**TASK INSTRUCTIONS:** Can you print the entries verbatim, starting at the line that contains "mark every forest" and ending at the final line of the entries?

**DATA SHOWN:**
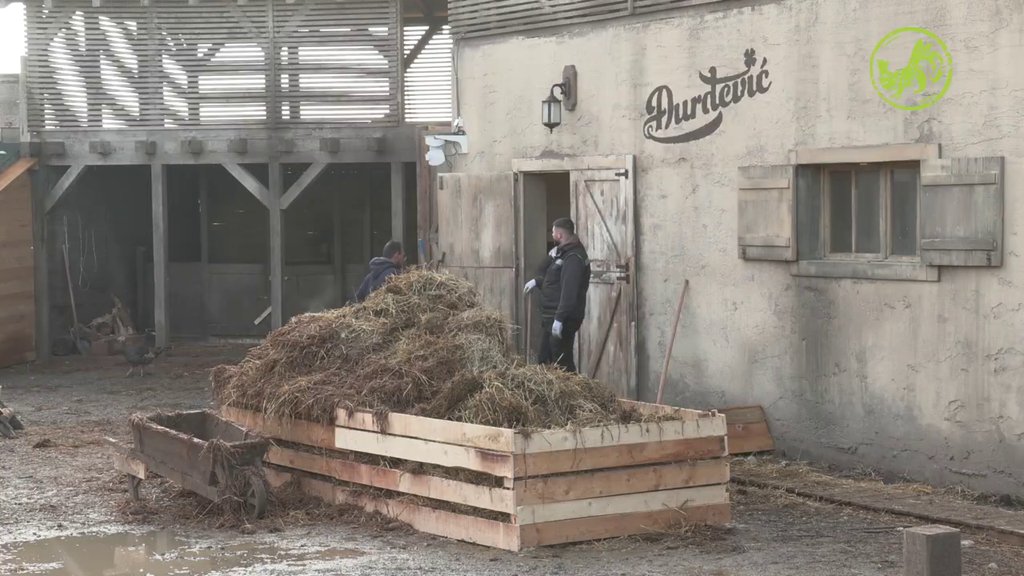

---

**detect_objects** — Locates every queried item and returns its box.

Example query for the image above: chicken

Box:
[122,331,164,378]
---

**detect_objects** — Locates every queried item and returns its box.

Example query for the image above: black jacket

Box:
[537,241,590,322]
[355,256,398,302]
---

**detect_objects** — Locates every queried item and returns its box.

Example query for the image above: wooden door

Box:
[570,166,637,399]
[0,159,36,368]
[434,172,519,323]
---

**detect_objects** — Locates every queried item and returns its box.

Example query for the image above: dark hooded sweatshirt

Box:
[355,256,398,302]
[537,241,590,322]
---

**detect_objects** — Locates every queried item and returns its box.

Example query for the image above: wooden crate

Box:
[222,401,730,550]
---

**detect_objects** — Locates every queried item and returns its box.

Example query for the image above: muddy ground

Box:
[0,345,1024,576]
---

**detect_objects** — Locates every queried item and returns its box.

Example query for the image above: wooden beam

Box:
[391,162,405,245]
[151,164,170,346]
[401,24,441,71]
[43,164,85,212]
[267,162,285,330]
[281,162,329,210]
[223,162,270,208]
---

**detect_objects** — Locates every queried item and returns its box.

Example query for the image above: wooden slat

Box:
[264,447,515,513]
[336,409,516,452]
[334,422,513,478]
[514,459,729,505]
[515,436,728,478]
[515,412,726,454]
[516,484,729,526]
[266,468,520,551]
[520,504,731,548]
[220,406,334,448]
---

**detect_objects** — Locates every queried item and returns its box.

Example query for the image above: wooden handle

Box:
[657,279,690,404]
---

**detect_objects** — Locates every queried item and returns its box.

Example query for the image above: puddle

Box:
[0,531,364,576]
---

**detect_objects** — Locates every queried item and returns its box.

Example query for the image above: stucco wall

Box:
[456,0,1024,494]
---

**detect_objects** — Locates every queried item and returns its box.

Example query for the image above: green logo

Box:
[871,28,953,110]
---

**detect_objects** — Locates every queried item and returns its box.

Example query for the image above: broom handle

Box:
[657,279,690,404]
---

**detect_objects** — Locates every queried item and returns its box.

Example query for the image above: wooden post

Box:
[151,164,170,346]
[331,179,349,306]
[32,165,52,360]
[391,162,405,245]
[267,160,285,329]
[199,164,210,337]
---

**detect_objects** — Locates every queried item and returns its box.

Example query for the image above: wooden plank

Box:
[729,422,775,454]
[515,412,726,454]
[0,158,37,194]
[220,406,334,448]
[515,436,728,478]
[334,428,516,478]
[264,447,515,513]
[618,399,717,420]
[266,468,519,551]
[336,408,516,452]
[281,162,330,210]
[223,162,270,208]
[514,458,729,505]
[718,406,767,425]
[796,143,939,164]
[520,503,731,548]
[515,484,729,526]
[43,164,85,212]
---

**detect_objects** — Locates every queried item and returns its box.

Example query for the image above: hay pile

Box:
[212,270,638,429]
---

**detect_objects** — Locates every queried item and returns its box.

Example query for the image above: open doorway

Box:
[519,172,572,362]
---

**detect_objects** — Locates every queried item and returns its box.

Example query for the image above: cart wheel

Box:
[245,475,266,520]
[128,476,142,502]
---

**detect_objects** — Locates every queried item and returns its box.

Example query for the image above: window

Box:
[819,164,921,260]
[736,143,1004,282]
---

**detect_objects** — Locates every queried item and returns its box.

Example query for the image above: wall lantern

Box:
[541,66,577,132]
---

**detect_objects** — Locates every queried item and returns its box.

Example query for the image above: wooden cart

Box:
[115,410,268,519]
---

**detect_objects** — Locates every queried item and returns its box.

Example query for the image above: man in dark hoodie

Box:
[355,240,406,302]
[523,218,590,372]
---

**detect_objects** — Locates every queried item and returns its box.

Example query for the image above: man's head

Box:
[383,240,406,266]
[551,218,575,241]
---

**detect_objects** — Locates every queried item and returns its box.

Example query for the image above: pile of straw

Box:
[212,270,637,429]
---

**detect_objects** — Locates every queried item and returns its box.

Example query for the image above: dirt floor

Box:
[0,345,1024,576]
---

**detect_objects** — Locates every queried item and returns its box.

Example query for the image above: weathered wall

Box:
[0,74,22,142]
[456,0,1024,494]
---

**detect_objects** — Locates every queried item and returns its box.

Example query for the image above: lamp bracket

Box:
[561,65,578,112]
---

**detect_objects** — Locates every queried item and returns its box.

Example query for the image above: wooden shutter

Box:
[737,165,797,261]
[437,172,520,322]
[921,157,1002,266]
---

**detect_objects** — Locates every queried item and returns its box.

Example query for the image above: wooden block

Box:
[334,422,513,478]
[729,422,775,454]
[336,409,516,452]
[220,406,334,448]
[515,484,729,526]
[264,447,515,513]
[514,459,729,505]
[519,504,731,548]
[515,436,728,478]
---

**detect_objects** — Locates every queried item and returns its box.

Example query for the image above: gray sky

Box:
[0,2,25,74]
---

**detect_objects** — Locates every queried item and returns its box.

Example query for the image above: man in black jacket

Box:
[355,240,406,302]
[523,218,590,372]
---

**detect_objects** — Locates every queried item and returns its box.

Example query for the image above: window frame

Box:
[817,161,922,263]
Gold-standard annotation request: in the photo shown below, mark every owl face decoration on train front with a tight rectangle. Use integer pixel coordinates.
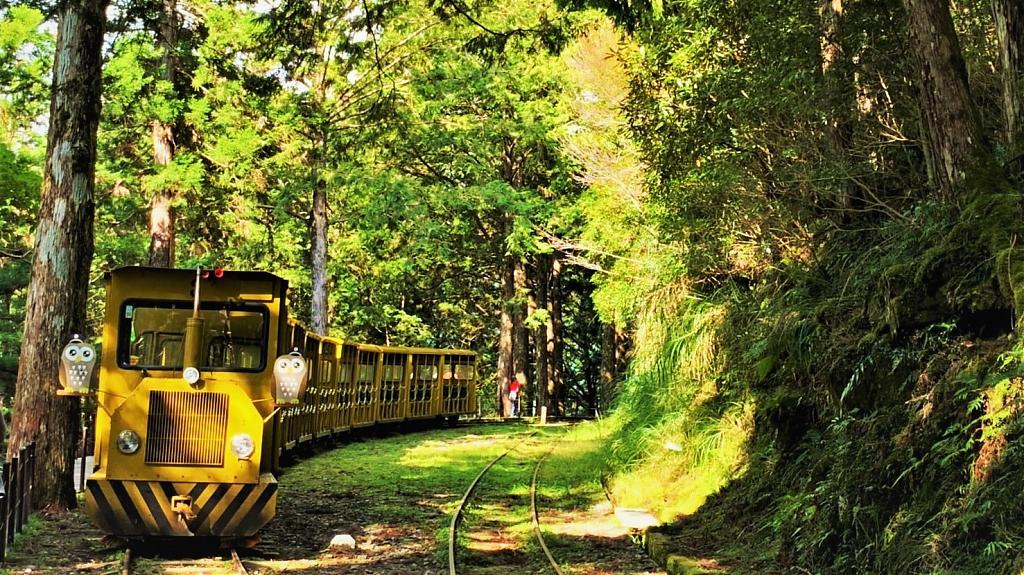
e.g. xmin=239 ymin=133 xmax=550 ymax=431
xmin=59 ymin=335 xmax=96 ymax=395
xmin=273 ymin=348 xmax=309 ymax=405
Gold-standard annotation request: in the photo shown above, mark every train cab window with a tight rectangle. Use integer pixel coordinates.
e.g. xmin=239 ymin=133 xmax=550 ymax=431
xmin=118 ymin=301 xmax=268 ymax=371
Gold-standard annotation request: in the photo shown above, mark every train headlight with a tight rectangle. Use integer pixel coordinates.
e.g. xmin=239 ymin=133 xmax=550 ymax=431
xmin=118 ymin=430 xmax=142 ymax=455
xmin=231 ymin=433 xmax=256 ymax=459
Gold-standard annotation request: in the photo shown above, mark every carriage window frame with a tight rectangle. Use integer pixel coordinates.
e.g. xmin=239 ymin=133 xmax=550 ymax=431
xmin=117 ymin=299 xmax=270 ymax=373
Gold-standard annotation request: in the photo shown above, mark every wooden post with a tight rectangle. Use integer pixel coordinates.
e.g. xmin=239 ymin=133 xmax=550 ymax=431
xmin=4 ymin=455 xmax=22 ymax=543
xmin=14 ymin=446 xmax=28 ymax=533
xmin=0 ymin=462 xmax=10 ymax=564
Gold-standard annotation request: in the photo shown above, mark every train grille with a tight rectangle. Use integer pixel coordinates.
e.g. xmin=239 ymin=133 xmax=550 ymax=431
xmin=145 ymin=391 xmax=227 ymax=467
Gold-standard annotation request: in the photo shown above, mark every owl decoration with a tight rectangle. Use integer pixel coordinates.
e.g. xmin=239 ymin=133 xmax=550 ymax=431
xmin=59 ymin=334 xmax=96 ymax=395
xmin=273 ymin=348 xmax=309 ymax=405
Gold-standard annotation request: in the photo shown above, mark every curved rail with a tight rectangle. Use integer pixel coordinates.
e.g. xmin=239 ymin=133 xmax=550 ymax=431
xmin=121 ymin=547 xmax=249 ymax=575
xmin=449 ymin=432 xmax=537 ymax=575
xmin=529 ymin=449 xmax=565 ymax=575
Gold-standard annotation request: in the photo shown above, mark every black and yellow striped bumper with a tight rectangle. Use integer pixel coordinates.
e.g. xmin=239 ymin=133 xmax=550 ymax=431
xmin=85 ymin=474 xmax=278 ymax=537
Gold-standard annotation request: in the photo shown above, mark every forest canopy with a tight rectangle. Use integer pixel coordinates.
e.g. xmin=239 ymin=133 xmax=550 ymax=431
xmin=0 ymin=0 xmax=1024 ymax=573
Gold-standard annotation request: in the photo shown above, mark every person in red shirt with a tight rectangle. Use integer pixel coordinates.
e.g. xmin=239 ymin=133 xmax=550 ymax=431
xmin=509 ymin=378 xmax=519 ymax=417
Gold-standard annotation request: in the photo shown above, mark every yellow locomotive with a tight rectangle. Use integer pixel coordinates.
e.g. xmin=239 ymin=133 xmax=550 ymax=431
xmin=77 ymin=267 xmax=477 ymax=538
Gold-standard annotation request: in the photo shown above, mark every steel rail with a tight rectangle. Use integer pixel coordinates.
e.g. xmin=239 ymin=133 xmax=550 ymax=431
xmin=121 ymin=547 xmax=249 ymax=575
xmin=449 ymin=432 xmax=538 ymax=575
xmin=529 ymin=448 xmax=565 ymax=575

**ANSWER FOR THE TASK:**
Gold-standard annotation request: in the photo shown above, mark every forest canopy with a tight rectangle. Use integer pixel coordinates.
e.g. xmin=239 ymin=133 xmax=550 ymax=431
xmin=0 ymin=0 xmax=1024 ymax=573
Gold-standard annotation request: in the photo shown above, mark every person in red shirt with a tight rectangle. Use integer pixel coordinates.
e.g. xmin=239 ymin=133 xmax=550 ymax=431
xmin=509 ymin=378 xmax=519 ymax=417
Gold-standard annotation request: in the photo shown above, mark every yellow locomotive with a tight rectangle. Use integer pixel coordinates.
e.g. xmin=239 ymin=133 xmax=550 ymax=431
xmin=77 ymin=267 xmax=477 ymax=538
Gold-standard annotation request: in the photo shown above, mark every steel rail with a tight rectangle. Use integer pixel coordinates.
e.g. xmin=239 ymin=133 xmax=550 ymax=431
xmin=121 ymin=547 xmax=249 ymax=575
xmin=449 ymin=432 xmax=538 ymax=575
xmin=529 ymin=448 xmax=565 ymax=575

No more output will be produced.